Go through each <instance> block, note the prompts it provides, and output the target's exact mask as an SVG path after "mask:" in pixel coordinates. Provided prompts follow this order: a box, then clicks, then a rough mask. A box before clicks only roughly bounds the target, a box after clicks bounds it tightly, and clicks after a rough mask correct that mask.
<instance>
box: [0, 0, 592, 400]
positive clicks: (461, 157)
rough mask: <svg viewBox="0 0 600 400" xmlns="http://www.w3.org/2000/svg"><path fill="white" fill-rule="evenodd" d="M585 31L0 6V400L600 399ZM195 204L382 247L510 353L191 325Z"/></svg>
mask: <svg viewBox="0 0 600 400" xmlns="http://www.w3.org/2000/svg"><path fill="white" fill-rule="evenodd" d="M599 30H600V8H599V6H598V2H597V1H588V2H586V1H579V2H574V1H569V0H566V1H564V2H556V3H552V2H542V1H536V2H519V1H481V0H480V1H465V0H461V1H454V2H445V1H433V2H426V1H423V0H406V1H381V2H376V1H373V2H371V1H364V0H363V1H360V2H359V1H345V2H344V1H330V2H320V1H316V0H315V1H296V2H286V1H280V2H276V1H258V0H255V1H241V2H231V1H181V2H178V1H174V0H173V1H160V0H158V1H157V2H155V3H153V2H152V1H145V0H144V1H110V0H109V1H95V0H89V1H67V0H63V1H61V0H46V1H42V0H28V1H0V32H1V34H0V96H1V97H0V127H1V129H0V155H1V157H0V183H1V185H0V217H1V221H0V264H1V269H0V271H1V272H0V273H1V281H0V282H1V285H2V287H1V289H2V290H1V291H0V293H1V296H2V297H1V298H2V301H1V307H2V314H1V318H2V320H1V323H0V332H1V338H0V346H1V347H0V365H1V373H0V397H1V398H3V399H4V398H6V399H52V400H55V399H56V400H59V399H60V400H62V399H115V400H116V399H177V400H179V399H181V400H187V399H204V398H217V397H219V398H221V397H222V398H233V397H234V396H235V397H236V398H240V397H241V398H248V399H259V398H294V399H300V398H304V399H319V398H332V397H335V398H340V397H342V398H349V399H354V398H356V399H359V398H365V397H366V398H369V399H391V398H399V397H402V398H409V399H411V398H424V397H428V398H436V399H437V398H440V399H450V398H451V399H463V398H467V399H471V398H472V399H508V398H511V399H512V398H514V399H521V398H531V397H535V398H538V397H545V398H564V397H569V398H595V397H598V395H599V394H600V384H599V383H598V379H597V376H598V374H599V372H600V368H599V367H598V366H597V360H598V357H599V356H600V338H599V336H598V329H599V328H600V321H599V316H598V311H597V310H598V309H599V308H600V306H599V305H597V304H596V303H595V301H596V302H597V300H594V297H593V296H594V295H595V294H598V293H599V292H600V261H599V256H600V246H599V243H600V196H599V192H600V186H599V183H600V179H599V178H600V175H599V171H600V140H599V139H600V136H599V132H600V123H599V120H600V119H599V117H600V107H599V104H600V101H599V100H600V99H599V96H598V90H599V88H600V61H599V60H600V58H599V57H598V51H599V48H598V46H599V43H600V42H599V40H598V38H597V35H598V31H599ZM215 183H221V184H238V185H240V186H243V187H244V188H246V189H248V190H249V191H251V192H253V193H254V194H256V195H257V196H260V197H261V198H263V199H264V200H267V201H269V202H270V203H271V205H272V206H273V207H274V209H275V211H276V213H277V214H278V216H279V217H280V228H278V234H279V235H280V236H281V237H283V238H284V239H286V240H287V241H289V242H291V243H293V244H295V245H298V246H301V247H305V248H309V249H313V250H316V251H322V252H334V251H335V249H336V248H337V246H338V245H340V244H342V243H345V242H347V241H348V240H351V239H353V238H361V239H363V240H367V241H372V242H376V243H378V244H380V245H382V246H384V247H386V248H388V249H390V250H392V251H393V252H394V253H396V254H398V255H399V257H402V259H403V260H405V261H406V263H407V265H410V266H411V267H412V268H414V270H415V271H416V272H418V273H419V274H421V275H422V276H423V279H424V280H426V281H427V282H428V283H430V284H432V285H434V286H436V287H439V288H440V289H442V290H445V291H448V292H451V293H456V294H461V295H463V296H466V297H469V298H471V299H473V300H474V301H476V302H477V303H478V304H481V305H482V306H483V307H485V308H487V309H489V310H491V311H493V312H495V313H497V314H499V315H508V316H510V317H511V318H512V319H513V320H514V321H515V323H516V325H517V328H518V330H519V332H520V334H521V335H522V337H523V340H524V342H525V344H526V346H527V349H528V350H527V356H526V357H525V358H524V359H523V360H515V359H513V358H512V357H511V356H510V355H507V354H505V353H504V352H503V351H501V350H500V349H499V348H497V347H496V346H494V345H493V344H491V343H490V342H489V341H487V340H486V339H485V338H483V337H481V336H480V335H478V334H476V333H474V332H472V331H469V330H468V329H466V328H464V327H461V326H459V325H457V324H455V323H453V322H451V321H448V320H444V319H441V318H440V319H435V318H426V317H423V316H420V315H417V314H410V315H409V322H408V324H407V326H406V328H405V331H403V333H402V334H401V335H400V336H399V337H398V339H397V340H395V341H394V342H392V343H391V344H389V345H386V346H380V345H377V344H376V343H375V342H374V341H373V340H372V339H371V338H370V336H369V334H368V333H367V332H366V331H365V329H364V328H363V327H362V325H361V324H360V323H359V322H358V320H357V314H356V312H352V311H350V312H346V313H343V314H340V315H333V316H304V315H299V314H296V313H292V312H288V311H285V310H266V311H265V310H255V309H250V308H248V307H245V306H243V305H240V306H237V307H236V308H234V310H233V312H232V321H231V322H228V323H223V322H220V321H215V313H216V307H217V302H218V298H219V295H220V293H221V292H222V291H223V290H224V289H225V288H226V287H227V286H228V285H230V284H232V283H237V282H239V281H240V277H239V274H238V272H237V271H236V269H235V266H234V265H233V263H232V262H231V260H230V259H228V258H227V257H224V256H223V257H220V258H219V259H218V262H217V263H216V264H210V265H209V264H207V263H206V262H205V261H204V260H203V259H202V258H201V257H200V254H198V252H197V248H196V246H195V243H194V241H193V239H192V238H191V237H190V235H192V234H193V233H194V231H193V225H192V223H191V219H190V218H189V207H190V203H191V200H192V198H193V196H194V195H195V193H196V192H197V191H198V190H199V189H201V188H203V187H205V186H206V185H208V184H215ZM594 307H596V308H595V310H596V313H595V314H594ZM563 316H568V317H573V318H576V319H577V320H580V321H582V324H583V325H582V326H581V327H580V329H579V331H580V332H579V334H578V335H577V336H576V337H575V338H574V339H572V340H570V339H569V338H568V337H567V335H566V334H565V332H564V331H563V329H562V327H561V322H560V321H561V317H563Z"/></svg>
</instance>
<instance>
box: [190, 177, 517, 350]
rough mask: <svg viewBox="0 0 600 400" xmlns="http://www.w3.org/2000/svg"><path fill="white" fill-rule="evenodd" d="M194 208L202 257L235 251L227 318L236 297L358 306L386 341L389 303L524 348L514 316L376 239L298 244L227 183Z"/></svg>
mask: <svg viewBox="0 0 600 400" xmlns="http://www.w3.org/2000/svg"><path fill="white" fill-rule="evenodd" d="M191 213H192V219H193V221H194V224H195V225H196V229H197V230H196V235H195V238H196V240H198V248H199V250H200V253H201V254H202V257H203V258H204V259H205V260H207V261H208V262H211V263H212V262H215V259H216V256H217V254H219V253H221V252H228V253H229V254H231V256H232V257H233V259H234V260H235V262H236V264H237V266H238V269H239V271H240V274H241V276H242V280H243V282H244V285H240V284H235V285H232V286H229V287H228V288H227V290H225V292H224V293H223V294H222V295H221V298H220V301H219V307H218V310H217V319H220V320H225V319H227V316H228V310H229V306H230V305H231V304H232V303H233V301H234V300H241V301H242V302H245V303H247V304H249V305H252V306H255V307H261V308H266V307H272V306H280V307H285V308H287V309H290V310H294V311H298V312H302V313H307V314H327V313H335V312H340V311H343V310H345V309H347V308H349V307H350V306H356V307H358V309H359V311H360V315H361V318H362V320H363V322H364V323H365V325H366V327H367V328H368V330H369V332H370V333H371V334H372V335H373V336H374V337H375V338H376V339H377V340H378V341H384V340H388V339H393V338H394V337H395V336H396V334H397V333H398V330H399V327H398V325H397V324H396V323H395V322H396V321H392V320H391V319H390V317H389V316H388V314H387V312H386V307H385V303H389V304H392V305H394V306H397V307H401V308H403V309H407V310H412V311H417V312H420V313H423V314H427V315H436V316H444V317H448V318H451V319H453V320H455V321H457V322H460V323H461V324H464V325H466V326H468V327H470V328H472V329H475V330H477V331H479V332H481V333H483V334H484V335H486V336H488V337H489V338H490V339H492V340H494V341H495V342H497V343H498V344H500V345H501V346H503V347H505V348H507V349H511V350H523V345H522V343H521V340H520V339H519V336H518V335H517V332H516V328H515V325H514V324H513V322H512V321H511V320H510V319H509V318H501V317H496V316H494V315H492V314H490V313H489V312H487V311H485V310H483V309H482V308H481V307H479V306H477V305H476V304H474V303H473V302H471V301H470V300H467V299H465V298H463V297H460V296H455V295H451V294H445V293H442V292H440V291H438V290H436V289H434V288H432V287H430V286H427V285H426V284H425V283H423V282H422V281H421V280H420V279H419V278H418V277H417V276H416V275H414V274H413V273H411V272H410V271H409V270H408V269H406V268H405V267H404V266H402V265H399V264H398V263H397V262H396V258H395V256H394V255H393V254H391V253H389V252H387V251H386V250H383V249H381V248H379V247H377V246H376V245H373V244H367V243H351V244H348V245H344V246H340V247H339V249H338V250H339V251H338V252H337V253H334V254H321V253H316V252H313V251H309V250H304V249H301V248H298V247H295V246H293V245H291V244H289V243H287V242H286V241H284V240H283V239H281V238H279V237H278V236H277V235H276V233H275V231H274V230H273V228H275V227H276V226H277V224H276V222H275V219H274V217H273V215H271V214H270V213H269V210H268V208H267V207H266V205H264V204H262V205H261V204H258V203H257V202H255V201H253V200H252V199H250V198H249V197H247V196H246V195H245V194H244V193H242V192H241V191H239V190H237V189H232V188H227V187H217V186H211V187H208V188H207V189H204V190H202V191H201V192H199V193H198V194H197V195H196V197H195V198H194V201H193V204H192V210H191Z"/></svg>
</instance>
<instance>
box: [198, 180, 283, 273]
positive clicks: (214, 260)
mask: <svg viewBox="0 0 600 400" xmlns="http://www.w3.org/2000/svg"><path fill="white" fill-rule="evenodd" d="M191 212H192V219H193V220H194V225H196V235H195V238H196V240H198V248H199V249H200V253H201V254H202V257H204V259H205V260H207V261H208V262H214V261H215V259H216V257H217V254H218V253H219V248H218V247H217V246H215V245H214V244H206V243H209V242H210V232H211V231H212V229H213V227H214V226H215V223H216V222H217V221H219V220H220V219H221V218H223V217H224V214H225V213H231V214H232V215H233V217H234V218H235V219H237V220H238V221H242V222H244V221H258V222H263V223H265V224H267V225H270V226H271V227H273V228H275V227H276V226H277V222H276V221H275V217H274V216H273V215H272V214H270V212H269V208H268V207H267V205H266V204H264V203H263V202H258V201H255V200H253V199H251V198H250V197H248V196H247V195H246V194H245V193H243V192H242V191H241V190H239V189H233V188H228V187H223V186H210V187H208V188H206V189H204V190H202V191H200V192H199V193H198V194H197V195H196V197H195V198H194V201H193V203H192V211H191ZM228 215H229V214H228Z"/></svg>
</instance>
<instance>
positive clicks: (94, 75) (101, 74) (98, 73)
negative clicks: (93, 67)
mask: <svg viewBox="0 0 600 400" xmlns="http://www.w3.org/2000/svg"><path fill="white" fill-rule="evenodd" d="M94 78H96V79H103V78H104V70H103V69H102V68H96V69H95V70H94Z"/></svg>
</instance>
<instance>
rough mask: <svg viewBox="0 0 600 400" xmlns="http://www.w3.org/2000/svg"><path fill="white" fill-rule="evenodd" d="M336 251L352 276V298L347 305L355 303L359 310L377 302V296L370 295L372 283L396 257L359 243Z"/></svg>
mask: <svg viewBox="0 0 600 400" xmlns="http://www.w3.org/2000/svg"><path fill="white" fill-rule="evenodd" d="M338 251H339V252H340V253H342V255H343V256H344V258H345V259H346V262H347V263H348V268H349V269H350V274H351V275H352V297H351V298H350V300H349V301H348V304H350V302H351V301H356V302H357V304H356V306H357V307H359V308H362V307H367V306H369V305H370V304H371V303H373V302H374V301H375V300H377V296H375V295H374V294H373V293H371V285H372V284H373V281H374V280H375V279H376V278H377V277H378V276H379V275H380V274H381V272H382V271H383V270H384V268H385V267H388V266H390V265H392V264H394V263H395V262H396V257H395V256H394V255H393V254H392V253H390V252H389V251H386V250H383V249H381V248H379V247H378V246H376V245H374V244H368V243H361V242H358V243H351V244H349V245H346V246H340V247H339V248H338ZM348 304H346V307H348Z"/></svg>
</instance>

..............................

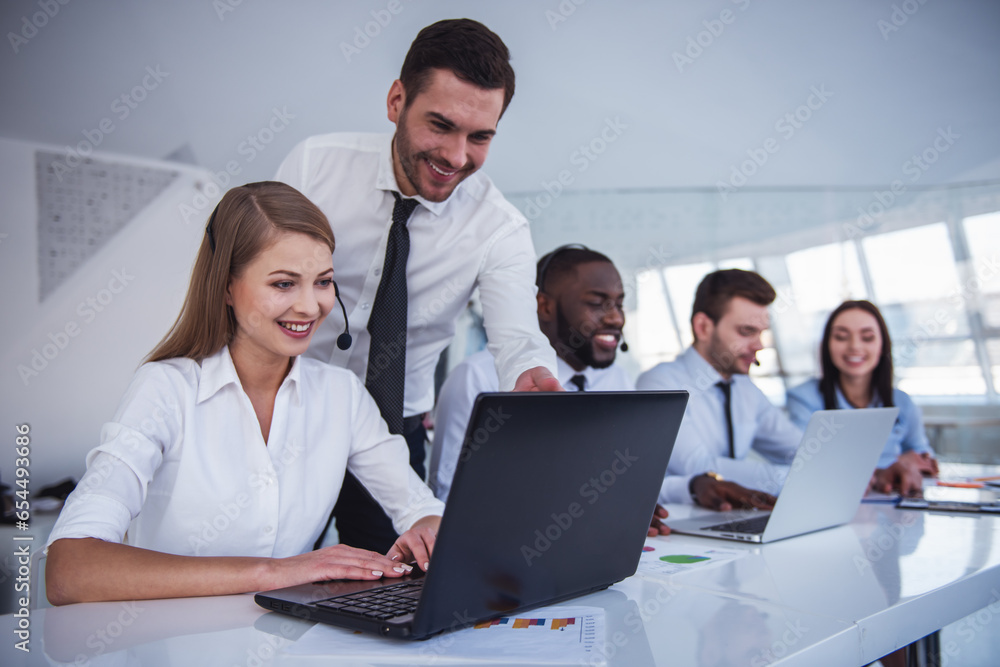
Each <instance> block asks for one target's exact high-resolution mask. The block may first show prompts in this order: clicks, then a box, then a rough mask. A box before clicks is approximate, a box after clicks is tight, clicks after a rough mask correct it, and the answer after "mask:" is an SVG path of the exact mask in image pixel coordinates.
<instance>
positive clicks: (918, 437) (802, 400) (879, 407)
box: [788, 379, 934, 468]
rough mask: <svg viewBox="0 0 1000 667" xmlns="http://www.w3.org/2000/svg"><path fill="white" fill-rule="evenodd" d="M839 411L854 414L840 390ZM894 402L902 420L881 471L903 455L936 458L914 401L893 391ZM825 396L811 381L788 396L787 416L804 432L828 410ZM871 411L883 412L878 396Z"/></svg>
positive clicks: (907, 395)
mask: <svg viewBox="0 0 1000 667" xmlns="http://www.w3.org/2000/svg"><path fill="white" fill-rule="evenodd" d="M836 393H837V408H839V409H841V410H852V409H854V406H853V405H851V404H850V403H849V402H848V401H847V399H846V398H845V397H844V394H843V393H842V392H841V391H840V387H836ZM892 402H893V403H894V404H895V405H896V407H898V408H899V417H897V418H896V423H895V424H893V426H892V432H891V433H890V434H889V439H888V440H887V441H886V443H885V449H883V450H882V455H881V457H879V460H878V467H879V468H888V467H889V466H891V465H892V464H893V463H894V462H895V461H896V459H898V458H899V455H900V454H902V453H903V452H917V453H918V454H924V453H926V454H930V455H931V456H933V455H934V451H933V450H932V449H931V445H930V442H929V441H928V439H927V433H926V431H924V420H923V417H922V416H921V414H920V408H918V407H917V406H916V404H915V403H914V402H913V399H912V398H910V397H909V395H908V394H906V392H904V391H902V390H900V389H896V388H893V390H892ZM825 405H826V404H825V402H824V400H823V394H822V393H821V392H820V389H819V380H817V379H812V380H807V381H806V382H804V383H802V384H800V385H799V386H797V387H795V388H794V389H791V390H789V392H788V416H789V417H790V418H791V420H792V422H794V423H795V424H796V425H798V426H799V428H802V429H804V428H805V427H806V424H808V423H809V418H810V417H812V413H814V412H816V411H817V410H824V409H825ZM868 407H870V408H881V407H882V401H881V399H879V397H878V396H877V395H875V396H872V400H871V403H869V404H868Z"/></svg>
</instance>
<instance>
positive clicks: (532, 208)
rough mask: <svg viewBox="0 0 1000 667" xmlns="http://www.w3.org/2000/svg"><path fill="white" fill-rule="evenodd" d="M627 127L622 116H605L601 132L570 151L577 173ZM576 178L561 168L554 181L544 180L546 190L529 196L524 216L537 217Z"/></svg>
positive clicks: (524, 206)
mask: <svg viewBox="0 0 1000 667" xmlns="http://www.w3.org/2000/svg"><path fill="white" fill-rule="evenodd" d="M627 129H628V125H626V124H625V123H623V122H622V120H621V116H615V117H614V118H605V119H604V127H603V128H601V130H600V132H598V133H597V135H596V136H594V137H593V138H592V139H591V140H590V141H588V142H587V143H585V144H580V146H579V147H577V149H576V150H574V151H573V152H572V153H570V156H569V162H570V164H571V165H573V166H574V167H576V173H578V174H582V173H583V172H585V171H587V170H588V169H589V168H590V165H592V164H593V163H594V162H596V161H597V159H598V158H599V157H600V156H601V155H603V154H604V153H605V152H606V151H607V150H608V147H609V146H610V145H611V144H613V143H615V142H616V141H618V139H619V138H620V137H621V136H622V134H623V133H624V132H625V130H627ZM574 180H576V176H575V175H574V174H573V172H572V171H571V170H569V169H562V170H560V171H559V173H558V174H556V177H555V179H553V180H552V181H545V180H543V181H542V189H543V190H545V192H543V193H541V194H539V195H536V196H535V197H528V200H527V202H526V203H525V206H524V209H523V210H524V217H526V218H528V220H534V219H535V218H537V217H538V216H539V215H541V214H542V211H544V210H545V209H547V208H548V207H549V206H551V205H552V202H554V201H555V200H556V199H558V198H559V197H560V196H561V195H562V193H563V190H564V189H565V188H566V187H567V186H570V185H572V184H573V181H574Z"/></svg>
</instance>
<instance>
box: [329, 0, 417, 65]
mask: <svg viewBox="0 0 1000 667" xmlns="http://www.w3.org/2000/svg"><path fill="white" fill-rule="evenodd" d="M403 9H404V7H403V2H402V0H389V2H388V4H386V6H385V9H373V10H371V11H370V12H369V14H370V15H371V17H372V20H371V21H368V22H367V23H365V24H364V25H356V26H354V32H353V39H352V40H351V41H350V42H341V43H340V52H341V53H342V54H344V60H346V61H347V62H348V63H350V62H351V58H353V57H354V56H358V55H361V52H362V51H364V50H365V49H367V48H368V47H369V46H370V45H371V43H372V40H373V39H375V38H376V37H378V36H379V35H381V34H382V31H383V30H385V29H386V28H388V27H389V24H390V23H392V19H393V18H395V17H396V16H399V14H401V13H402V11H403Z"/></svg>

..............................

Work item: Put the material into a Markdown table with the columns Row and Line, starting at the line containing "Go through each" and going through the line containing "31L0 6V400L600 399ZM195". Number each line in order and skip any blank lines.

Your solution:
| Row | Line |
|---|---|
| 1 | Go through each <instance> block, note the prompts it provides, and output the target's exact mask as an SVG path after "mask:" in pixel coordinates. Provided prompts follow this order: a box, then clicks, then a rough mask. A box before clicks only roughly bounds the target, a box after clicks bounds it tightly, and clicks after a rough mask correct that mask. |
| 2 | <instance> |
| 3 | box: [0, 0, 592, 400] |
| 4 | positive clicks: (461, 157) |
| 5 | rough mask: <svg viewBox="0 0 600 400" xmlns="http://www.w3.org/2000/svg"><path fill="white" fill-rule="evenodd" d="M585 31L0 6V400L600 399ZM195 204L382 247L510 353L191 325Z"/></svg> |